> _Record set_

☆ ☆ ☆ ☆ ☆

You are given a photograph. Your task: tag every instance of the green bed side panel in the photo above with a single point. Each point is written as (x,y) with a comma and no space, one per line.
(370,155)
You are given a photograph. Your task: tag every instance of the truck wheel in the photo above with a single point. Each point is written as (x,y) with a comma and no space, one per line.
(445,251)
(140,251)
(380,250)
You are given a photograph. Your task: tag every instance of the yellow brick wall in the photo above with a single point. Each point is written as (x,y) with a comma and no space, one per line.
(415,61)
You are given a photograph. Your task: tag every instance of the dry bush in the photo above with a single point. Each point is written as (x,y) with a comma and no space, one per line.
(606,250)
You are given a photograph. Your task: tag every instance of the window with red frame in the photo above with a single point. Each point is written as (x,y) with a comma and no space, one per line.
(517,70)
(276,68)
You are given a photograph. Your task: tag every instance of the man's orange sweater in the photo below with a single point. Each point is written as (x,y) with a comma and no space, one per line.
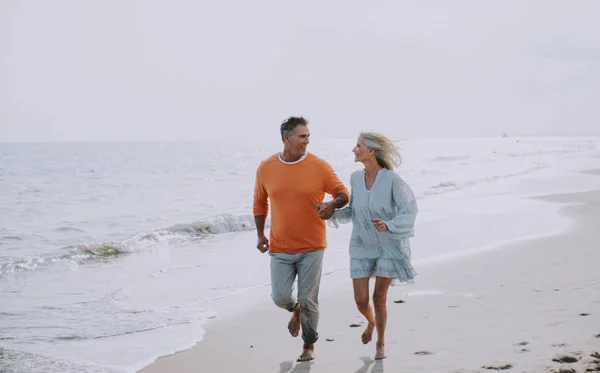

☆ ☆ ☆ ☆ ☆

> _Brief_
All that is wanted is an exact copy of the lines from the line bearing "of the yellow" through the final line of the entries, including both ends but no pictures.

> _Exercise output_
You are given a photograph. Your task: tag every instance of the yellow brick wall in the photo above with a single point. Each point is written as (x,y) with a comma and no space, one per line.
(415,61)
You are given a photograph. Your task: tag every instance of the dry bush in the photo above with a single point. Each point is written as (x,y) with a comma and no space, one per line.
(606,250)
You are given a photograph. Your task: tag every instance of the window with red frame in the photo above with a single point. Each point is written as (x,y) with a comma and no space, one per line.
(517,70)
(276,68)
You are given a photograph. Your task: tag every instance of the man's orange sweater in the photo below with a single point. Each point is written as (x,y) with a comma and no space, one per line.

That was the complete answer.